▶ Testo del documento:
'''

Si tratta di una domanda antica, che ritorna con drammatica attualità, sia per l’insorgere improvviso della pandemia, sia per lo spettacolo nuovo e inaspettato di fragilità e di sofferenza cui assistiamo, tanto tragico, quanto vicino a noi, alle nostre vite, ai nostri affetti, al nostro lavoro, alle nostre case. Il mito illuministico dell’uomo signore del suo destino e padrone delle sue forze, vittoriose su tutto, è messo in discussione dalle fondamenta.

E il volto di Dio? Come si presenta di fronte a tanto dolore il Dio che Gesù Cristo ha rivelato come amore? Una prima risposta a questo interrogativo è certamente che il Dio annunciato dal Figlio venuto fra noi non è lo spettatore impassibile di fronte al male del mondo, né tanto meno l’arbitro dispotico del dolore e della gioia delle Sue creature. Piuttosto, è il Dio con noi, che soffre per il nostro dolore perché ci ama, che lo permette perché ci lascia liberi, che proprio nel Figlio crocifisso ci aiuta a portare la Croce come Lui l’ha portata. Nella morte di Croce il Figlio è entrato nella finitudine dell’uomo, nell’abisso della sua povertà, del suo dolore, della sua solitudine, della sua oscurità. E lì, bevendo l’amaro calice, ha fatto fino in fondo l’esperienza della nostra condizione umana: sulla via del dolore è diventato uomo fino alla possibilità estrema, fino a far sua la morte. Questa “morte in Dio” non significa, però, secondo la fede cristiana la “morte di Dio” che l’ “uomo folle” di Nietzsche andava gridando sulle piazze del mondo: il calice della passione di Dio si è colmato a Pasqua di una bevanda di vita, che sgorga e zampilla in eterno. Nel dolore il Signore crocifisso è dalla nostra parte, con noi e per noi. Nella sua resurrezione è offerta una speranza di vita per tutti, più forte di ogni ultimo silenzio.

'''

▶ Consegna A: Traduci in inglese questa frase del testo sul dolore e il volto di Dio: "Nel dolore il Signore crocifisso è dalla nostra parte, con noi e per noi."
▶ Consegna B: Riscrivi il passo del testo sul dolore e il volto di Dio che si apre con le parole contenenti "Si tratta di" e si chiude con "discussione dalle fondamenta.", rinominando "pandemia" in "epidemia".

▶ Voci elencate:
'''

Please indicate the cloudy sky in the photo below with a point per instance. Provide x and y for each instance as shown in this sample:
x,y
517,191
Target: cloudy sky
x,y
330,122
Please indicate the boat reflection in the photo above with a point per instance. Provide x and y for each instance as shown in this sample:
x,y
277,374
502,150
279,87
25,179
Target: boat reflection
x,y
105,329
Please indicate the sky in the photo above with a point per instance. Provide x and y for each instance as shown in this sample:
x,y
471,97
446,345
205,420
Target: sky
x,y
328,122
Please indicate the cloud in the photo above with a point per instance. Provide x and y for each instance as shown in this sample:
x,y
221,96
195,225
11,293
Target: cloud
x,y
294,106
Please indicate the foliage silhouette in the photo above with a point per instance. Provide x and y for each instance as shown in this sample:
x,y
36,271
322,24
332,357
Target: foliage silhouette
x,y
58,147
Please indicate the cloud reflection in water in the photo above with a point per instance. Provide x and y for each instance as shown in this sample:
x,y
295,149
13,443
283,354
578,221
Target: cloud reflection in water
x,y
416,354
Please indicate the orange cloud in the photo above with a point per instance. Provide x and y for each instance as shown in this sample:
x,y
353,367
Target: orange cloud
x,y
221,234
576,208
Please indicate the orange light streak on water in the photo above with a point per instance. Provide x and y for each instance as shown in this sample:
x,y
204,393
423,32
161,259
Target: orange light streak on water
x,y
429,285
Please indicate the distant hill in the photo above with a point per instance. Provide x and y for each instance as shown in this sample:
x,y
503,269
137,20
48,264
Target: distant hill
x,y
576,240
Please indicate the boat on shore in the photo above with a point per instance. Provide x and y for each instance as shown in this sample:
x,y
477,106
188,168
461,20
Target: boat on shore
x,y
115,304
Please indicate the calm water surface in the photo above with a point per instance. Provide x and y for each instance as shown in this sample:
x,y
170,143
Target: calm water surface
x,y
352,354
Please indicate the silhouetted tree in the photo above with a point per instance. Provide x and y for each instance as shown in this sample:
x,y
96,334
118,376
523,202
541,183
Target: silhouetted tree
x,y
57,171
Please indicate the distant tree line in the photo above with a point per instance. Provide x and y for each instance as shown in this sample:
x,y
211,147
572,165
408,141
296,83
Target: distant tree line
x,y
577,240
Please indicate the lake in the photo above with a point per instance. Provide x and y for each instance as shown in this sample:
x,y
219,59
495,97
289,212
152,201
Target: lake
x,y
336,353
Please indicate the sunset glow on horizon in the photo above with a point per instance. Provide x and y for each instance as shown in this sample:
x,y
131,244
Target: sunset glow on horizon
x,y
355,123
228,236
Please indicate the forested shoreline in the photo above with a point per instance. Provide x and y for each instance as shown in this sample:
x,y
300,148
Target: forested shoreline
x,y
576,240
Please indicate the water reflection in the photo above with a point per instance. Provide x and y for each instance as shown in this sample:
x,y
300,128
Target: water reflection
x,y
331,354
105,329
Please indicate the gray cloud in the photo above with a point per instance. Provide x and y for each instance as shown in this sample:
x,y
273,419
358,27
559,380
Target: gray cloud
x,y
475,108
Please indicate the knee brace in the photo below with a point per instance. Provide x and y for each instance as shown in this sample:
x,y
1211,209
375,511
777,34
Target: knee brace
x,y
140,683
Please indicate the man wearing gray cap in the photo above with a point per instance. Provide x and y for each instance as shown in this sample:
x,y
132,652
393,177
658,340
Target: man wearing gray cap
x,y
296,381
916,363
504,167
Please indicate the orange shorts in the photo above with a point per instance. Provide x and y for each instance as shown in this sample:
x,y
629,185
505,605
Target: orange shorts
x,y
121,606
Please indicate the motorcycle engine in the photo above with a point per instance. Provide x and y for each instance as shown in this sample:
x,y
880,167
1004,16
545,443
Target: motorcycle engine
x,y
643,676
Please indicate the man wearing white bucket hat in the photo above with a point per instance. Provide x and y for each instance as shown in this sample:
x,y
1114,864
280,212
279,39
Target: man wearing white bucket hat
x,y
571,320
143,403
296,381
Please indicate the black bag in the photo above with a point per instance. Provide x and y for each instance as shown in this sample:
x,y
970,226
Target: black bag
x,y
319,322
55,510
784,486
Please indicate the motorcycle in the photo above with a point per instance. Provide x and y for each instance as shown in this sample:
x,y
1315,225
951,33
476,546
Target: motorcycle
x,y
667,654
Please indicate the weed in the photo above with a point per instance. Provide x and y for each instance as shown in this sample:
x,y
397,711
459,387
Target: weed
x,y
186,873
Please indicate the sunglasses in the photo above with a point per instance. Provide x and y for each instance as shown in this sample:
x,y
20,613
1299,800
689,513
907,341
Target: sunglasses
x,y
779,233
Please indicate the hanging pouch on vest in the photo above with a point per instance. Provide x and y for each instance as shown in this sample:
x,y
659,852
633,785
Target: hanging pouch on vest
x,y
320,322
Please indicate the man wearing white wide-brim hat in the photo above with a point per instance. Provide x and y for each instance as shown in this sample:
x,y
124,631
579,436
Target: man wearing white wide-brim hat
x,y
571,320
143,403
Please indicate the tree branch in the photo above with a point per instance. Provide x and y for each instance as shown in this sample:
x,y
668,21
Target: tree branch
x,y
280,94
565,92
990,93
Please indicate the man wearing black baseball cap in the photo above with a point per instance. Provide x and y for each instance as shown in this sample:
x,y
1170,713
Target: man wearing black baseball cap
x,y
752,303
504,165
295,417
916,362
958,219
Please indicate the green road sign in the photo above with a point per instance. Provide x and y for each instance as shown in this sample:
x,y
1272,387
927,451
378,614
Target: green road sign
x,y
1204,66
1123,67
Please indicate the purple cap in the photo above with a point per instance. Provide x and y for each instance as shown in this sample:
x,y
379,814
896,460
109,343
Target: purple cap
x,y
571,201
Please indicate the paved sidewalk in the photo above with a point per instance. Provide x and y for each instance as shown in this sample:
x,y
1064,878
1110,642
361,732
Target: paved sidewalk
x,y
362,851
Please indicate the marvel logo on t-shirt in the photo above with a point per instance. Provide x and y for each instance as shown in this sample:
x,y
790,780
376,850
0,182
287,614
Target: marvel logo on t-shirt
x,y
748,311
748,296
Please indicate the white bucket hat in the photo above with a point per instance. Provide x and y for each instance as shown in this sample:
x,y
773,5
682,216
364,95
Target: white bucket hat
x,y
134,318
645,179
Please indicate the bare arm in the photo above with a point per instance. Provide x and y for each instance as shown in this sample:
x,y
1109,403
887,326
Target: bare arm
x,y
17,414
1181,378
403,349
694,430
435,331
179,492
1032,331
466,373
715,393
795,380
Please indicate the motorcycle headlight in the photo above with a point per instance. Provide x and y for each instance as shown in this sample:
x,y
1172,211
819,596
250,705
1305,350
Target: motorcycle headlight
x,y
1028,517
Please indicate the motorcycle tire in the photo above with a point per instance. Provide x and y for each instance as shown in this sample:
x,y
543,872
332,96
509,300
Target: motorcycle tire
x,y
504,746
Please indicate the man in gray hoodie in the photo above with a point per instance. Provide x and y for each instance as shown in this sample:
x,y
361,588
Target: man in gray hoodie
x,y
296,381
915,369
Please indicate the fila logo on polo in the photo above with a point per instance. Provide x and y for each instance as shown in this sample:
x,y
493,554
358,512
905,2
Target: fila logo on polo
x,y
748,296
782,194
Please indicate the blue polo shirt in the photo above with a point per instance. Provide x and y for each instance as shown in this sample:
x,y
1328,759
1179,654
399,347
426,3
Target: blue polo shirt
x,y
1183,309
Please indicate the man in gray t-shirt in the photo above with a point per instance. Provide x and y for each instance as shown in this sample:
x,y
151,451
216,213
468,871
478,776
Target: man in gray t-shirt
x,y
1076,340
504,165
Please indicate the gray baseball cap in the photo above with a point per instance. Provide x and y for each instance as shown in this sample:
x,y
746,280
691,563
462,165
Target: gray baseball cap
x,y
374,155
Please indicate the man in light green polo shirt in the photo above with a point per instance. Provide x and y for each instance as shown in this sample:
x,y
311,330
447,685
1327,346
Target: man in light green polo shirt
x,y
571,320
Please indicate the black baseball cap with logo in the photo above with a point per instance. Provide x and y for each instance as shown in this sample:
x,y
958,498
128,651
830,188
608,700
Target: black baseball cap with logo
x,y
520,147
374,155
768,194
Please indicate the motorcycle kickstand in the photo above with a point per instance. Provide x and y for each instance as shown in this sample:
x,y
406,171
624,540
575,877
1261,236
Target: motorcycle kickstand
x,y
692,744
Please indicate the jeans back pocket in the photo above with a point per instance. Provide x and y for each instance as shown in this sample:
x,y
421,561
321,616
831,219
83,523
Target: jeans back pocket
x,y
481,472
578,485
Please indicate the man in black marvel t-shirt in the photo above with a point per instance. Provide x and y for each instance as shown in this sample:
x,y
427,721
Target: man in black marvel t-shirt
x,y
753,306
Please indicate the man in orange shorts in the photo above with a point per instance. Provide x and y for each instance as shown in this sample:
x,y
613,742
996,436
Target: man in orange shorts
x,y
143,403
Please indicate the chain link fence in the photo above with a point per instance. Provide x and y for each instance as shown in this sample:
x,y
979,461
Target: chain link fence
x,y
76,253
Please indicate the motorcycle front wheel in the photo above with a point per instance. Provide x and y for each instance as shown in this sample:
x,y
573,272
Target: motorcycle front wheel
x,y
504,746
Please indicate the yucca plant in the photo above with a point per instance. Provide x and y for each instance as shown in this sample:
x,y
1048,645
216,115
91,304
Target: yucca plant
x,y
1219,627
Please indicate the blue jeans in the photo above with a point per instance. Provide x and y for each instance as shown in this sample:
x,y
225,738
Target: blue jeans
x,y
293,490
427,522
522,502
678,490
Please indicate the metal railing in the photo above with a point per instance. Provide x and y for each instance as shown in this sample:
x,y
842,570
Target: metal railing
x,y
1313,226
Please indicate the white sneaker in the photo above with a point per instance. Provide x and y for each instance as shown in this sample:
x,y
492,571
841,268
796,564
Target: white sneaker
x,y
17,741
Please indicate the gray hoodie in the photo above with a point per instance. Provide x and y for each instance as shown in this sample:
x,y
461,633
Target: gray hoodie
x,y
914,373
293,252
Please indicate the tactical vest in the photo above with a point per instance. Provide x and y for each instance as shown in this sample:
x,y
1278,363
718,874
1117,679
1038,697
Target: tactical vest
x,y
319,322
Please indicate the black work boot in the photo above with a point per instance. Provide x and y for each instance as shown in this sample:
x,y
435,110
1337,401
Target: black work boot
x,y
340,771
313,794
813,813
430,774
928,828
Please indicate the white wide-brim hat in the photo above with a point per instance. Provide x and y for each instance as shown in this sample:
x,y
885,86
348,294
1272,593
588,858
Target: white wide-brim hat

'''

▶ Risposta A: In suffering, the crucified Lord is on our side, with us and for us.

▶ Risposta B:
Si tratta di una domanda antica, che ritorna con drammatica attualità, sia per l’insorgere improvviso della epidemia, sia per lo spettacolo nuovo e inaspettato di fragilità e di sofferenza cui assistiamo, tanto tragico, quanto vicino a noi, alle nostre vite, ai nostri affetti, al nostro lavoro, alle nostre case. Il mito illuministico dell’uomo signore del suo destino e padrone delle sue forze, vittoriose su tutto, è messo in discussione dalle fondamenta.